What you will do | Count the lines below that contain the string "road", treating uppercase and lowercase as different, and give only the number.

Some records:
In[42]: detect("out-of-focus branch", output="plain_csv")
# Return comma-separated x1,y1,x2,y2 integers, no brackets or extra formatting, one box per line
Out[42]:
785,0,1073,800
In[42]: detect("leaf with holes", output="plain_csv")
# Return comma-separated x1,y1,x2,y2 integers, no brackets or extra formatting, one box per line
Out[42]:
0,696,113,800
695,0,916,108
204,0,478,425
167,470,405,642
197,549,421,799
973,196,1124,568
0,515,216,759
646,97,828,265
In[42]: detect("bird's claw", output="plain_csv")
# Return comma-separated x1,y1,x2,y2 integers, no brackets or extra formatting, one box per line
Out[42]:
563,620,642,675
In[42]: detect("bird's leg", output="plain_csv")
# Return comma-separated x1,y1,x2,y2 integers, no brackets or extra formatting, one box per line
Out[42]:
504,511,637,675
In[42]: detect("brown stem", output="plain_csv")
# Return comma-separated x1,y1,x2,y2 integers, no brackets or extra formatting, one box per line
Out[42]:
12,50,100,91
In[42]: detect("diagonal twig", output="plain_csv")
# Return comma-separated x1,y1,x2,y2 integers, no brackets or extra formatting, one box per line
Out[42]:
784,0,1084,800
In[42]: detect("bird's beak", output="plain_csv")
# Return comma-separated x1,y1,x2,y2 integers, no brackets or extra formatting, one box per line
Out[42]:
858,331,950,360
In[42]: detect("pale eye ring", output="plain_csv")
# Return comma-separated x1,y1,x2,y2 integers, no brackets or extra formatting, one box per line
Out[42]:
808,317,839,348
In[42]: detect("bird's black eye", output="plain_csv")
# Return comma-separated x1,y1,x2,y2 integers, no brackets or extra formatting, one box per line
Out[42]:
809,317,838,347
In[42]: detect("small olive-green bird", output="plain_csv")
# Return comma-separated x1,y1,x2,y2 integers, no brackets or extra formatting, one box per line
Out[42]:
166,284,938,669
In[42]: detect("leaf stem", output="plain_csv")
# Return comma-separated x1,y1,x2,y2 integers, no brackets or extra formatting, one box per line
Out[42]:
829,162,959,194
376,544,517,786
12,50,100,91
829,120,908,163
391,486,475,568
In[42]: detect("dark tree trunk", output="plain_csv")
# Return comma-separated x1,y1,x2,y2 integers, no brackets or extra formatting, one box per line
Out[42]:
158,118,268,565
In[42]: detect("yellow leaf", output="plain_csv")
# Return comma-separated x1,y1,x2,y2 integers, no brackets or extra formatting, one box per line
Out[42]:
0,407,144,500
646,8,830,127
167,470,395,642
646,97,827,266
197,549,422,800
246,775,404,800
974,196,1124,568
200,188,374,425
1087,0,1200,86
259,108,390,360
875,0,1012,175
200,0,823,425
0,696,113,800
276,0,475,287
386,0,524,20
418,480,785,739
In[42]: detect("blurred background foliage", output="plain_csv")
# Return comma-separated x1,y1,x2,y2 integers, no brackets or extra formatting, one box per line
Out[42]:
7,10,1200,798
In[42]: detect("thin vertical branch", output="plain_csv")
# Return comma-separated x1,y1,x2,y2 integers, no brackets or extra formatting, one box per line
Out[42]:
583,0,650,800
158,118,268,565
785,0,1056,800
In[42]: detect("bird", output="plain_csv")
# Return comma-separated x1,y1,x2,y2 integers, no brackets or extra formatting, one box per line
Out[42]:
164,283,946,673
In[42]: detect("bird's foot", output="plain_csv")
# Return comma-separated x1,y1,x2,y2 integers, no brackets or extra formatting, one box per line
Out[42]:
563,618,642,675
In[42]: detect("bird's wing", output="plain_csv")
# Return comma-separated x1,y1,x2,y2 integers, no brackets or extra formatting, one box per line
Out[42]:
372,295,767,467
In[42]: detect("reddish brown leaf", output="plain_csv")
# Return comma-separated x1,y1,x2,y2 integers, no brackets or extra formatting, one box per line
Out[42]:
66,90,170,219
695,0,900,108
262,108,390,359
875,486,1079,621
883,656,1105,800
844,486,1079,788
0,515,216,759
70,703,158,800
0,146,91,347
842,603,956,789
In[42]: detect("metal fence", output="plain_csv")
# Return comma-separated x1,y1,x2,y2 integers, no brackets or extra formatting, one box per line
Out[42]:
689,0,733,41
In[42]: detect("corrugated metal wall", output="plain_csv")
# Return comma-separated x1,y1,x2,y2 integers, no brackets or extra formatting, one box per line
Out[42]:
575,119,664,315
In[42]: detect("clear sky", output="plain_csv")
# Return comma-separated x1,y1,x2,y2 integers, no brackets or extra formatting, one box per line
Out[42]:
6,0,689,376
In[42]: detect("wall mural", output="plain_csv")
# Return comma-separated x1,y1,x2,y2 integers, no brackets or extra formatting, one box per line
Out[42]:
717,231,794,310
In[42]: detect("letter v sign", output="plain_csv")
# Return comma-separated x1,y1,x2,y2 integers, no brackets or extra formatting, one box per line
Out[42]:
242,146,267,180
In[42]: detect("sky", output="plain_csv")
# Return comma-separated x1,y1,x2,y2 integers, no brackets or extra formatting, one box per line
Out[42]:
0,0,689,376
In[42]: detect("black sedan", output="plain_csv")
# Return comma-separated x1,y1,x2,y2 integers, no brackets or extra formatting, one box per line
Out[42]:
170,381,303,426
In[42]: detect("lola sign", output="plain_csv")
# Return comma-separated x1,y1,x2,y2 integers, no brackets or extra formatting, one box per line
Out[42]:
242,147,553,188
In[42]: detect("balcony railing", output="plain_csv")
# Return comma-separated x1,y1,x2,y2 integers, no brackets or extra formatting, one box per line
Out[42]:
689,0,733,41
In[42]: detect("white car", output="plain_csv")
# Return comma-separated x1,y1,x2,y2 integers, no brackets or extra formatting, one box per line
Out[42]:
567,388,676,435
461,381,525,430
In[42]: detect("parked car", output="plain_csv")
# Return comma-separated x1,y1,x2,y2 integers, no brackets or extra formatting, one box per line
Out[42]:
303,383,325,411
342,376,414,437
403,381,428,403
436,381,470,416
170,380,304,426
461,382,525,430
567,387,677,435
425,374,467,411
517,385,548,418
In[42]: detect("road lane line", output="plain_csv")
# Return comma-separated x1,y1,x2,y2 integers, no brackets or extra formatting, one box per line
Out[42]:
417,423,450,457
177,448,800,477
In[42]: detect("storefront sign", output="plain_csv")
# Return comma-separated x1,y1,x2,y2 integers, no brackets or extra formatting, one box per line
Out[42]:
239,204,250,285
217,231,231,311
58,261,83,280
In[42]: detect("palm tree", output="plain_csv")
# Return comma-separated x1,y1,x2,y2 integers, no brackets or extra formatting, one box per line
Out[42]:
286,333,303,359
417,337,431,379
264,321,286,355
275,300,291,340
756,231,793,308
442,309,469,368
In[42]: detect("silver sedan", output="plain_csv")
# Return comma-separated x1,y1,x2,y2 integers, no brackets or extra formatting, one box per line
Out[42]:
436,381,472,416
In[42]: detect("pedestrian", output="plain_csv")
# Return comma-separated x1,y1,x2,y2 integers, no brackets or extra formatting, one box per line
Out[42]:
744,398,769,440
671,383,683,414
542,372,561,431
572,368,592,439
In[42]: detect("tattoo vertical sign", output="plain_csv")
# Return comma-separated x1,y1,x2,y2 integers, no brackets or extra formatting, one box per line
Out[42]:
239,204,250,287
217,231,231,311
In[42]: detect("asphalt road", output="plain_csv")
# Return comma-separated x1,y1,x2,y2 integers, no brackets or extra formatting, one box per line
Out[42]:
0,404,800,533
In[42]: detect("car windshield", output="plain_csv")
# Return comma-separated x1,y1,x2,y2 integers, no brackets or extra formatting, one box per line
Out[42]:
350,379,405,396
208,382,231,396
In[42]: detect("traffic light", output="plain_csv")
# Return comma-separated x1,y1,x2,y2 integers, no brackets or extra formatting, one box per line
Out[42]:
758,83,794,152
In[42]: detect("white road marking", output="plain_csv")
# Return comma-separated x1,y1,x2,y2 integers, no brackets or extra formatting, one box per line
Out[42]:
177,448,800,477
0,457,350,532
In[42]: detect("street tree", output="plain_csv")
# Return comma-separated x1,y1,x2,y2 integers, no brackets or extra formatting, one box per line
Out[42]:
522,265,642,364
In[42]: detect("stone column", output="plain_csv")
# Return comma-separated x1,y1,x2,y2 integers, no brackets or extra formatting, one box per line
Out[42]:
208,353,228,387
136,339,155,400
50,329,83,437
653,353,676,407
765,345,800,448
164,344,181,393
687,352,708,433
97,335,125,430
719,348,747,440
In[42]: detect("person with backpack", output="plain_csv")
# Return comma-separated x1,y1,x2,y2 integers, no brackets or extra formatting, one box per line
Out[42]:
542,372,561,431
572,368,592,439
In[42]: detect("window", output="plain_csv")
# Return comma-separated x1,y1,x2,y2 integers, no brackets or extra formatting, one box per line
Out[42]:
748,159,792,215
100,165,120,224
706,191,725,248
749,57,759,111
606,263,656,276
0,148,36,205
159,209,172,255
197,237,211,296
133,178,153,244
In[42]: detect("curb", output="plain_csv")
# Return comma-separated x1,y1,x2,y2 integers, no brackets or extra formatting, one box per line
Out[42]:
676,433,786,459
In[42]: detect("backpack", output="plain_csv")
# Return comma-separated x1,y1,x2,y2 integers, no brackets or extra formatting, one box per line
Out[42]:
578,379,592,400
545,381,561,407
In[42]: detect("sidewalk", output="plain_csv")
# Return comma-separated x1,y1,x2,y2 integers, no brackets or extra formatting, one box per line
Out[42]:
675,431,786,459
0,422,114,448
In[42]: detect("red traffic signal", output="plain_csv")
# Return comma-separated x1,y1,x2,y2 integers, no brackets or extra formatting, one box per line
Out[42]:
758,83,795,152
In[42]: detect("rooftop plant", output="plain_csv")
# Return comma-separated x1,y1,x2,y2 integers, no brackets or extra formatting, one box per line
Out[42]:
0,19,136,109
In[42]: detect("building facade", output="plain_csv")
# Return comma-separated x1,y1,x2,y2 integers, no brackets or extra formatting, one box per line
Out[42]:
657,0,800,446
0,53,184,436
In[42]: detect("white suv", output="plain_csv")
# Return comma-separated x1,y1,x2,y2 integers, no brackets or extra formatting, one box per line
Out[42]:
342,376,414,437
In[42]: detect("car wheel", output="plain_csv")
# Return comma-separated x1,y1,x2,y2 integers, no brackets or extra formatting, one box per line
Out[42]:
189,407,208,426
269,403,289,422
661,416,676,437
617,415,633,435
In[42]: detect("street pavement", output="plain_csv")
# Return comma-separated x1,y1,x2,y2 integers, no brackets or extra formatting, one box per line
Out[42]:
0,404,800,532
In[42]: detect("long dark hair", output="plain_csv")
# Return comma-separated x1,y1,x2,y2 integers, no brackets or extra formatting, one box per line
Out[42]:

Task result | 3